=== QUOTED TEXT ===

# Pierco vs. Acorn



## djei5 (Apr 24, 2011)

No pricing? I refuse to do business with a website that touts excellent pricing and won't list their pricing.


----------



## KevinR (Apr 30, 2010)

I've emailed them twice with no answer... 

I should probably try calling them but I rarely have time to do that during the day.

I was wanting to pick up a box or two of drone 6 1/4 frames and see how the bees like that for a honey super...

He should make some 4.9 plastic foundation... If the price was right, I'd order quite a bit.

If someone gets a price, let us know.


----------



## Mbeck (Apr 27, 2011)

Nicks very easy to deal with I've never had an issue contacting him, I'll order at least a case to try just because he's selling them. 

I'm not sure of the price but I'm sure he's in the ballpark. I'm generally less interested in price and more interested in value. Price is a phone call away, determining value takes time and experience with a product.


----------



## Kamon A. Reynolds (Apr 15, 2012)

Just ordered 5000 sheets from acorn. price was very reasonable. Will let y'all know how good it works for me.


----------



## beesohappy (Jun 3, 2009)

I just recently bought boxes with new frames from a guy closing down. I noticed that the frames had this ("A") brand on them. Is that acorn? I did notice that they're covered pretty good with wax but the plastic seems a little thin and flimsy. I think they should've made what would be the end bars a little more narrow so it wouldn't be so hard to get 9 and a frame feeder into a 10 frame box. Also I think Peirce and Acorn both should adjust their molds so there's no gaps in the end bars also. It's a pain in the butt digging out the wax moth larvae if they get in there.

Last thing. John at Peirce was back ordered at least a month when I tried to order frames from him in March. I do remember that the price was good thou.

Who knows the story between them? Did Nick get upset at John and steal his ideas and set up shop just down the street from him or did John give him his blessings? Just curious. I know how it feels to get stabbed in the back.


----------



## djei5 (Apr 24, 2011)

Tennessee's Bees LLC said:


> Just ordered 5000 sheets from acorn. price was very reasonable. Will let y'all know how good it works for me.


Ok, what was the price?


----------



## djei5 (Apr 24, 2011)

=== DATA LISTING ===
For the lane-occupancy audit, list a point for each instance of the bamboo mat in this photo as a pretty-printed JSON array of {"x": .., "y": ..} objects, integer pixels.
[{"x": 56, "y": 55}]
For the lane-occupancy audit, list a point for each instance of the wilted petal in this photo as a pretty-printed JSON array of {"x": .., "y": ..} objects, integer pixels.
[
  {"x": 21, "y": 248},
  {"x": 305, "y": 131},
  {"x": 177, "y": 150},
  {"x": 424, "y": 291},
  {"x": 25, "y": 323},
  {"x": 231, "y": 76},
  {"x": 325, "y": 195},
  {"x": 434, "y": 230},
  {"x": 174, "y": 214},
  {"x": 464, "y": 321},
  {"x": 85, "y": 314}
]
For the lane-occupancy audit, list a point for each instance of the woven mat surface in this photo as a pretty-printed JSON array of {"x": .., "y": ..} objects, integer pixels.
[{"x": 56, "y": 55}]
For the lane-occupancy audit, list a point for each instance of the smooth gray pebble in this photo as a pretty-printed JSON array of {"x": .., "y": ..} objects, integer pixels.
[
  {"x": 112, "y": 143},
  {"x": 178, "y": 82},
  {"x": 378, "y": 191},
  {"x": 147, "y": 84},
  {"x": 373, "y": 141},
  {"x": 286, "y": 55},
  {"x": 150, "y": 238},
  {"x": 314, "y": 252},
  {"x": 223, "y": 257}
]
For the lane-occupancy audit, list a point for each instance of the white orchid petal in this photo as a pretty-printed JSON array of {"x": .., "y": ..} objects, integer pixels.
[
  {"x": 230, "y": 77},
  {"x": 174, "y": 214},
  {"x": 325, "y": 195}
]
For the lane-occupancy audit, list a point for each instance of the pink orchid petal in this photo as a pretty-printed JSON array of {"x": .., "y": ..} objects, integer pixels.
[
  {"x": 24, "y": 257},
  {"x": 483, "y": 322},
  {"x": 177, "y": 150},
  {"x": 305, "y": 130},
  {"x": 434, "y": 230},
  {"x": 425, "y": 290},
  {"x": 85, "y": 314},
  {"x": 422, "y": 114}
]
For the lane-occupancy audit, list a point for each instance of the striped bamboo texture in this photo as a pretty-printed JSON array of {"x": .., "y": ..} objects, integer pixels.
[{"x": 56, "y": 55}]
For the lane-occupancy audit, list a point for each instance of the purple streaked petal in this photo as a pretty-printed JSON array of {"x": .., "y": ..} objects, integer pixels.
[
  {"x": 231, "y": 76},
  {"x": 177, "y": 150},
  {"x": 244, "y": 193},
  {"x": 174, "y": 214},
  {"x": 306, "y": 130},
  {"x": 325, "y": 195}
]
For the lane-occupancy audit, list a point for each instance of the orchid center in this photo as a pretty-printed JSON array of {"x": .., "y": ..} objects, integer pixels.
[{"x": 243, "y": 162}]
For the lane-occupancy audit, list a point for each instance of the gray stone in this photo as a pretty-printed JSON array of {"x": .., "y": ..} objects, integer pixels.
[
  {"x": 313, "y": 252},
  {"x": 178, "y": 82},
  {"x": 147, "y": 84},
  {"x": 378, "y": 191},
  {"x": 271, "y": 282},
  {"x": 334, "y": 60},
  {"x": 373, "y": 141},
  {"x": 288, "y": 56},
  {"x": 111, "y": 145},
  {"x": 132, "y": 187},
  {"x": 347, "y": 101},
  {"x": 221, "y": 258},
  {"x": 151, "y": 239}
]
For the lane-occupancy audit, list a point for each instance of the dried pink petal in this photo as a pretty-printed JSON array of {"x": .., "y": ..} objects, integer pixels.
* * *
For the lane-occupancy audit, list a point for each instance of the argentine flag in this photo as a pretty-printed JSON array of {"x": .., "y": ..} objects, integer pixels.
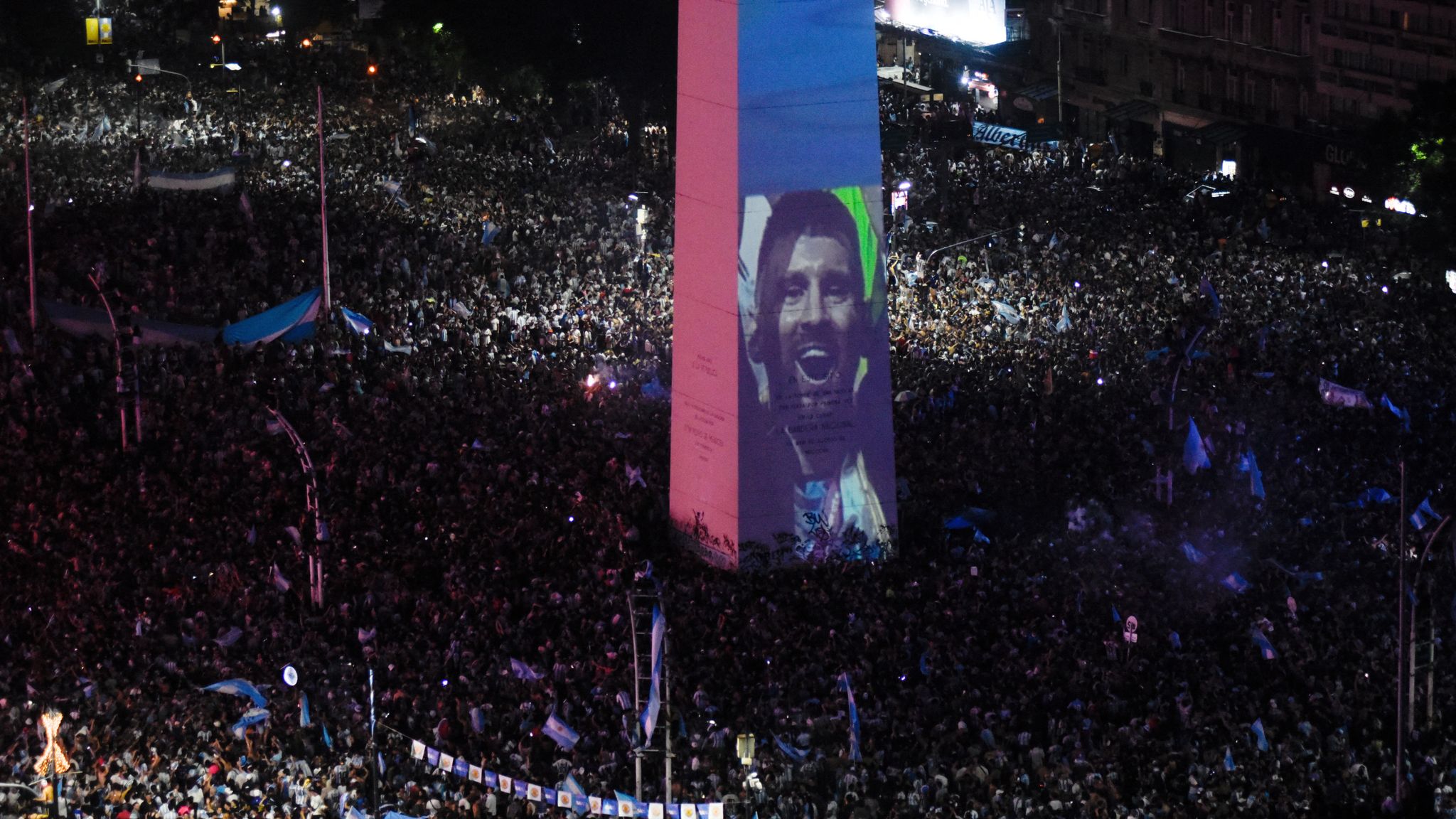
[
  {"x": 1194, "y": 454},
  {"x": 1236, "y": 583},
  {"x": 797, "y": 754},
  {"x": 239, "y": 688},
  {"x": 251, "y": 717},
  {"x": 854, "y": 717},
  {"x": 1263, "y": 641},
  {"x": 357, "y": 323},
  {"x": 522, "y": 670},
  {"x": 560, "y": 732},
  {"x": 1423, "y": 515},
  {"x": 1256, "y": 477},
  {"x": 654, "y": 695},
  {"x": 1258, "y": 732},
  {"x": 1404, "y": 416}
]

=== REQUESTS ===
(1) Can you retype a passage from the Pierco vs. Acorn forum thread, beginning at the words "I just recently" and stopping after "was good thou."?
(2) Could you continue the Pierco vs. Acorn forum thread from where it stops?

=== ANSWER SET ===
(1)
I just recently bought boxes with new frames from a guy closing down. I noticed that the frames had this ("A") brand on them. Is that acorn? I did notice that they're covered pretty good with wax but the plastic seems a little thin and flimsy. I think they should've made what would be the end bars a little more narrow so it wouldn't be so hard to get 9 and a frame feeder into a 10 frame box. Also I think Peirce and Acorn both should adjust their molds so there's no gaps in the end bars also. It's a pain in the butt digging out the wax moth larvae if they get in there.

Last thing. John at Peirce was back ordered at least a month when I tried to order frames from him in March. I do remember that the price was good thou.

(2)
Mbeck said:


> Nicks very easy to deal with I've never had an issue contacting him, I'll order at least a case to try just because he's selling them.
> 
> I'm not sure of the price but I'm sure he's in the ballpark. I'm generally less interested in price and more interested in value. Price is a phone call away, determining value takes time and experience with a product.


I always look for quality and price is an issue always!


----------



## Hambone (Mar 17, 2008)

Ordered from Nick today. First time. He seems like a really good guy. I'm a small timer and ordered 3 boxes of the 6 1/4 white. 72 frames per box $1.20ea. My total with freight ended up being $1.62 per frame. In stock and shipping out tomorrow.


----------



## 78-79fordman (Mar 23, 2014)

They almost look like rite cell . Great more Decisions . 
I have Pierco they done fine bought some rite cell to try . And now may have to buy some acorn . The Pierco and rite cell are the same cell size assume acorn is also . Wonder if they all need more wax added I knew Pierco and rite cell could use more .

I wonder what acorn foundation price is in 9 1/8 .


----------



## Hambone (Mar 17, 2008)

This is my first year using Rite-Cell. I buy the assembled frames from Mann Lake. *I hate putting together frames.* My bees are really loving the rite-cell so far. But at about $1 frame cheaper I am going to give Acorn a shot.


----------



## 78-79fordman (Mar 23, 2014)

Hambone said:


> This is my first year using Rite-Cell. I buy the assembled frames from Mann Lake. *I hate putting together frames.* My bees are really loving the rite-cell so far. But at about $1 frame cheaper I am going to give Acorn a shot.


Acorn selling wood frames with there foundations . Or you going all plastic ??


----------



## Hambone (Mar 17, 2008)

All plastic. You can buy just the sheets from him and put them into wood frames. I'm way to lazy to do that.


----------



## rweaver7777 (Oct 17, 2012)

Why have white AND black foundation? What's the benefit of either?


----------



## Hambone (Mar 17, 2008)

Only reason I've heard is people like the black because it's easier to see eggs and larva during inspections. Other than that I don't know of any advantages for it.


----------



## cg3 (Jan 16, 2011)

Black is great for seeing eggs, white gives you an idea of what color the honey is.


----------



## AmericasBeekeeper (Jan 24, 2010)

Black is also more natural in a hive, not reflecting as much light. The only drawback is black melts the wax quicker if left in the sun.


----------



## Mbeck (Apr 27, 2011)

djei5 said:


> No pricing? I refuse to do business with a website that touts excellent pricing and won't list their pricing.






djei5 said:


> I always look for quality and price is an issue always!


I'm guessing you don't look very hard


----------



## djei5 (Apr 24, 2011)

Mbeck said:


> I'm guessing you don't look very hard



You guessed wrong.
I buy from multiple vendors and wholesalers.
My wife hates it because my tools are DeWalt, Makita, and Rigid. Not Ryobi and Harbor Freight crap.
I have to search for the best deals on what I know will last.
I'm excited about Acorn in the fact that competition usually leads to lower prices.
Not listing those prices is not a good marketing idea, which may cause me to question said company.
Thanks to Hambone, I may buy!
KevinR says two emails were unanswered, not a good way to treat a potential customer!


----------



## 78-79fordman (Mar 23, 2014)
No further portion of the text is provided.